Rewrite the rows below, swapping every "innermost point" for "central point" and keeping everything else the same.

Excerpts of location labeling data
----
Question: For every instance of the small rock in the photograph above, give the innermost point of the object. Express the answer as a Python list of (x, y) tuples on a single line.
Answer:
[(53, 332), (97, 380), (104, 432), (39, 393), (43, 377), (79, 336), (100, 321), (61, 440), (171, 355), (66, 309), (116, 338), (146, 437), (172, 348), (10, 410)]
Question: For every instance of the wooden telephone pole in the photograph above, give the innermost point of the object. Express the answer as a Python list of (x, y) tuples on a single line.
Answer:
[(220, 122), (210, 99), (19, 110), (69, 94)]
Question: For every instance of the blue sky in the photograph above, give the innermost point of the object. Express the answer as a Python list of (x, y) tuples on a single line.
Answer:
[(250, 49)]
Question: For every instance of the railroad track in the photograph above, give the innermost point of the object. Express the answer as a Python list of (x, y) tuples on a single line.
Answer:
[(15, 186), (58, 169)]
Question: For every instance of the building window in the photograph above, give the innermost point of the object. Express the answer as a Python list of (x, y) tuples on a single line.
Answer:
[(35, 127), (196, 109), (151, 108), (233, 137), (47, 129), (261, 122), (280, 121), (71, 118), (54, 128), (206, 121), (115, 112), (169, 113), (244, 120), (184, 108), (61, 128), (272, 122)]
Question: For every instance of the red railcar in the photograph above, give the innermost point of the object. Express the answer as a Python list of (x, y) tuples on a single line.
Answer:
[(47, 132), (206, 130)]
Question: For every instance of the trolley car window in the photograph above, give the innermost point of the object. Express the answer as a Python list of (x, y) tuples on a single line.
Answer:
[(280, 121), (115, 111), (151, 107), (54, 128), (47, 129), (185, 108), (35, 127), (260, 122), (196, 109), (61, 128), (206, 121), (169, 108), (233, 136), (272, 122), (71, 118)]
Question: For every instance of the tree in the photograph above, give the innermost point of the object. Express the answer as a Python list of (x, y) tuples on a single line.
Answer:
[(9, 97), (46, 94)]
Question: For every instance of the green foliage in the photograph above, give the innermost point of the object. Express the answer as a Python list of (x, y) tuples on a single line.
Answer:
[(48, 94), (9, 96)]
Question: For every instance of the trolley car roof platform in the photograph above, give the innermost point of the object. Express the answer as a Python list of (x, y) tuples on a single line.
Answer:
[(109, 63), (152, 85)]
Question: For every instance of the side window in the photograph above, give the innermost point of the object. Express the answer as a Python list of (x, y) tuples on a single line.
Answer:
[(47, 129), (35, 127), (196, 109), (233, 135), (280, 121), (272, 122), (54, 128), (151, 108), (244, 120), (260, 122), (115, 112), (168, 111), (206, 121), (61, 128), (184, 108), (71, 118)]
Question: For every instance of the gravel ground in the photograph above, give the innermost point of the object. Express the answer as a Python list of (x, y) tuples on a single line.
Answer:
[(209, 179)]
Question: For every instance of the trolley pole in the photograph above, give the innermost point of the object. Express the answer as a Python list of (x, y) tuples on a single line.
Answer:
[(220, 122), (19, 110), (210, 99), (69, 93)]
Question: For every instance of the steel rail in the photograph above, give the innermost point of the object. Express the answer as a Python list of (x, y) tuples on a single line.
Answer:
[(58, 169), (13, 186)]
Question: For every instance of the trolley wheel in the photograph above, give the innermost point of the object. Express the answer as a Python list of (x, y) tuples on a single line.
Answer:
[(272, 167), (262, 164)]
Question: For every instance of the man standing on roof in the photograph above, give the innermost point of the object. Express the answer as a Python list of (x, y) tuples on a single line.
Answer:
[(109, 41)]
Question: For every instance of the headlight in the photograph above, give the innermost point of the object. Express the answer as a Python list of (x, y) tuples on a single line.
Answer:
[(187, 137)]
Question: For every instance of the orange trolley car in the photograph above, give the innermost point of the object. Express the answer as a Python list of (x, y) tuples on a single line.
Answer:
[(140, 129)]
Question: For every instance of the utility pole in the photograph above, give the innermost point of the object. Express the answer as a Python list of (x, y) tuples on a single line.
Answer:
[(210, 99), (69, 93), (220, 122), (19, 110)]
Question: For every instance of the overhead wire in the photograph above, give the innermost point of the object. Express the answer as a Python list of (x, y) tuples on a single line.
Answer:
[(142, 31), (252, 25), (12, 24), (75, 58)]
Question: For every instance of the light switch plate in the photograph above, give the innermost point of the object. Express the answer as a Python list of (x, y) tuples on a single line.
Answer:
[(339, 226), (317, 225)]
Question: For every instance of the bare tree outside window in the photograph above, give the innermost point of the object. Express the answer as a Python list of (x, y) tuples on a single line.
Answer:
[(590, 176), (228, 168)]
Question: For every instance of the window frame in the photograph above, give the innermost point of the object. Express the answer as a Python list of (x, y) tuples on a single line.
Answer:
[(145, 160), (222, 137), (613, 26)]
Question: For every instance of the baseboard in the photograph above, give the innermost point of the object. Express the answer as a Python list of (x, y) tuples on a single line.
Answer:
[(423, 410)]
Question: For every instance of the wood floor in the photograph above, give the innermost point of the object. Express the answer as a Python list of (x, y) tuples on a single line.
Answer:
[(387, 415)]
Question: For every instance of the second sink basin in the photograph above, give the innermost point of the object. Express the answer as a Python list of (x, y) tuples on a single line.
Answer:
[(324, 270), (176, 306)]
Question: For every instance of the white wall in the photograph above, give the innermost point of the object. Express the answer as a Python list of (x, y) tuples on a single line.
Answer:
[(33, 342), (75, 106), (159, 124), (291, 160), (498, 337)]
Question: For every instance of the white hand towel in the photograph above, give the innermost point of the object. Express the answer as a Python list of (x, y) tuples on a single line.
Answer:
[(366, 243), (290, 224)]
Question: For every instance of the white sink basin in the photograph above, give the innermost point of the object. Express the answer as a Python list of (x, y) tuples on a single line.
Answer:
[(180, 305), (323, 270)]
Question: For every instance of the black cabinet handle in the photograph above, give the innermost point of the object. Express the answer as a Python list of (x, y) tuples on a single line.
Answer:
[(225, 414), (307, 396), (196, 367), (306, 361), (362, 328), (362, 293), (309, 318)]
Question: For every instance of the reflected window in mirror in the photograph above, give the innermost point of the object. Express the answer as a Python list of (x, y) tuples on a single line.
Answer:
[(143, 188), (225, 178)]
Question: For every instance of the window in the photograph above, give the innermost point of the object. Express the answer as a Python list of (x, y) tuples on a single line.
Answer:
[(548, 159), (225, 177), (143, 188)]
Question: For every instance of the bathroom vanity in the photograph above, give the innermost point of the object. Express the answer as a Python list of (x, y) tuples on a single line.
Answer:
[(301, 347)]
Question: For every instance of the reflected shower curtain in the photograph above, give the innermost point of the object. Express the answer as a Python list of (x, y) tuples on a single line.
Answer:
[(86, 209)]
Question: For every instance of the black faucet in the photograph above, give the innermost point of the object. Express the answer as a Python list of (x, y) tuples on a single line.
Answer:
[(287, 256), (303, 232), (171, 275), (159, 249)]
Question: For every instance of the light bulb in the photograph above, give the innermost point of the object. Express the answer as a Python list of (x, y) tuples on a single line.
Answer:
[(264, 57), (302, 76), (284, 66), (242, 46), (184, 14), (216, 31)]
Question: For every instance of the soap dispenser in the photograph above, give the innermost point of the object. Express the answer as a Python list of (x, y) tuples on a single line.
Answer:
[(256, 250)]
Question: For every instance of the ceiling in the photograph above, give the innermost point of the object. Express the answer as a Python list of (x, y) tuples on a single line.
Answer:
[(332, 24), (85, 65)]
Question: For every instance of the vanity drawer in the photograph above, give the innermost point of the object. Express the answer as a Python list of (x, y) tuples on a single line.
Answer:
----
» **EXPECTED ANSWER**
Question: For every instance of the small rock in the photograph above, give the central point of the object. Express the answer as a Python list of (x, y) tuples on a single line.
Answer:
[(53, 332), (97, 380), (104, 432), (39, 393), (43, 377), (79, 336), (100, 321), (61, 440), (171, 355), (66, 309), (116, 338), (146, 437), (172, 348), (10, 410)]
Question: For every instance of the wooden telephone pole in the photograph above, give the central point of the object. Express the answer as a Python list of (x, y) tuples on a single line.
Answer:
[(220, 122), (210, 99), (19, 110), (69, 94)]
Question: For every instance of the blue sky in the photograph above, give the central point of the object. Express the answer as a Python list of (x, y) tuples on a single line.
Answer:
[(250, 49)]
Question: For every instance of the railroad track in the photograph above, give the central point of the object. Express the answer as a Python list of (x, y) tuples on a single line.
Answer:
[(15, 186), (58, 169)]
Question: For every instance of the building window in the photograph above, give the central point of the object. Express the answer as a Python list of (x, y) tuples on a single line.
Answer:
[(35, 127), (196, 109), (151, 108), (233, 137), (47, 129), (261, 122), (280, 121), (71, 118), (54, 128), (206, 121), (115, 112), (169, 113), (244, 120), (184, 108), (61, 128), (272, 122)]
Question: For every instance of the red railcar in the photograph above, give the central point of the object. Express the answer as a Python list of (x, y) tuples on a single line.
Answer:
[(47, 132), (206, 130)]
Question: For every instance of the trolley car window in the photograph above, give the central point of the object. Express the answer as a Python list of (x, y) tuples on a single line.
Answer:
[(280, 121), (115, 111), (151, 107), (54, 128), (47, 129), (185, 108), (35, 127), (260, 122), (196, 109), (61, 128), (206, 121), (169, 108), (233, 136), (272, 122), (71, 118)]
Question: For every instance of the tree in the photograph above, give the central point of the object. Express the answer as a Python list of (x, y) tuples on a single line.
Answer:
[(9, 97), (46, 94)]
Question: For every instance of the green foliage in the photograph above, give the central point of the object. Express the answer as a Python list of (x, y) tuples on a single line.
Answer:
[(48, 94), (9, 96)]
Question: For every instance of the trolley car roof platform in the photograph above, give the central point of the object. Express the answer as a Python list of (x, y) tuples on a single line.
Answer:
[(109, 63), (152, 85)]
Question: For every instance of the side window in the photograph above, give the central point of the object. Express the answer as a Python list of (x, y) tuples on a single line.
Answer:
[(47, 129), (35, 127), (196, 109), (233, 135), (280, 121), (272, 122), (54, 128), (151, 108), (244, 120), (260, 122), (115, 112), (168, 111), (206, 121), (61, 128), (184, 108), (71, 118)]
Question: For every instance of the gravel ground in the photograph above, give the central point of the object. Express the answer as a Python list of (x, y) tuples on a single line.
Answer:
[(209, 179)]
Question: For every instance of the trolley pole in the photograph above, give the central point of the object. Express the answer as a Python list of (x, y) tuples on a single line.
Answer:
[(220, 122), (19, 110), (210, 99), (69, 93)]
Question: For every instance of the steel rail in the photograph above, give the central point of the object. Express the answer as a Python list of (x, y) tuples on a single line.
Answer:
[(58, 169), (13, 186)]
Question: For every instance of the trolley wheel in the photograph above, give the central point of the object. Express the answer as a Python list of (x, y) tuples on a single line.
Answer:
[(272, 167), (262, 164)]
Question: For every instance of the man standing on roof in the photograph above, give the central point of the object. Express the answer as a Python list of (x, y) tuples on a single line.
Answer:
[(109, 41)]
Question: For every instance of the headlight in the photograph above, give the central point of the object. Express the answer as a Python list of (x, y) tuples on a single line.
Answer:
[(187, 137)]
Question: For every instance of the orange trolley car in the photograph above, give the central point of the object. Express the answer as a Python list of (x, y) tuples on a single line.
Answer:
[(140, 129)]
Question: For every instance of the utility pole in the photograph above, give the central point of the object. Express the answer as a Python list of (x, y) tuples on a single line.
Answer:
[(210, 99), (69, 93), (220, 122), (19, 110)]
Question: For every instance of the overhead wire in the photograph above, give the central point of the object. Express the answer as a Python list of (x, y) tuples on a single line.
Answer:
[(142, 31), (252, 25), (12, 24), (75, 58)]
Question: For every instance of the light switch plate in the photograph above, give the central point of the object. Express the answer as a Python list of (x, y) tuples on a single line.
Answer:
[(339, 226), (317, 225)]
Question: For every instance of the bare tree outside window in the photograph above, give the central point of the object. Express the answer as a Python list of (x, y) tuples on a single line.
Answer:
[(590, 176), (228, 168)]
Question: For every instance of the window frame in the photograph above, give the central point of the object. Express the answer as a Python list of (x, y) tuples on a single line.
Answer:
[(145, 160), (222, 137), (613, 26)]
Question: For every instance of the baseboard in the photograph above, give the central point of the object. Express the answer as a Python list of (x, y) tuples on a single line.
Answer:
[(423, 410)]
Question: For every instance of the wood floor in the photograph above, give the central point of the object. Express the answer as a Python list of (x, y) tuples on a single line.
Answer:
[(387, 415)]
Question: For every instance of the second sink basin in the photograph above, give the central point of the object. Express the answer as a Python list of (x, y) tuples on a single line.
Answer:
[(324, 270), (176, 306)]
Question: For every instance of the white wall in the photograph above, give the central point of the object. Express the answer as a Python list of (x, y) tuples on a single line.
Answer:
[(33, 342), (75, 106), (159, 124), (291, 160), (498, 337)]
Question: For every instance of the white hand towel in the photograph above, give the central point of the object. Express the answer as a Python list of (x, y) tuples on a single line.
Answer:
[(366, 243), (290, 224)]
Question: For every instance of the white sink basin in the photograph above, give the central point of the object. Express the answer as a Python list of (x, y) tuples on a single line.
Answer:
[(180, 305), (323, 270)]
Question: For every instance of the black cabinet handle in the photograph above, give the central point of the object. Express the answer as a Python list of (x, y) tuples on a single line.
Answer:
[(225, 414), (307, 396), (196, 367), (306, 361), (362, 328), (362, 293), (309, 318)]
Question: For every instance of the reflected window in mirror in the photograph above, give the central point of the object. Express the answer as a Python list of (x, y) tuples on a single line.
Answer:
[(143, 188), (225, 178)]
Question: For every instance of the window in the photograph above, give the central point of the object. Express the answer as a Python list of (x, y) tuples on a single line.
Answer:
[(548, 159), (225, 177), (143, 188)]
Question: For every instance of the bathroom vanity in the photograph above, give the central point of the object. Express the answer as a Python list of (x, y) tuples on a single line.
Answer:
[(301, 347)]
Question: For every instance of the reflected shower curtain in the photograph above, give the central point of the object. Express the answer as a Python list of (x, y) tuples on a single line.
Answer:
[(86, 209)]
Question: For every instance of the black faucet in the photograph above, give the central point of the object. Express the answer as a Python list of (x, y) tuples on a single line.
Answer:
[(287, 256), (303, 232), (171, 275), (159, 249)]
Question: For every instance of the light bulb in the photograph above, give the central point of the object. Express the answer as a Python list of (x, y) tuples on a single line.
Answer:
[(264, 57), (302, 76), (284, 66), (242, 46), (184, 14), (216, 31)]
Question: For every instance of the soap dispenser in the photograph above, give the central point of the object. Express the answer as a Python list of (x, y) tuples on a single line.
Answer:
[(256, 250)]
Question: For every instance of the ceiling in the photograph above, give the central point of the object. Express the answer as a Python list of (x, y) tuples on a single line.
Answer:
[(332, 24), (85, 65)]
Question: For every instance of the vanity drawer in the photograph above, give the central point of the object. Express the answer as a Python list of (x, y) tuples on a single line.
Answer:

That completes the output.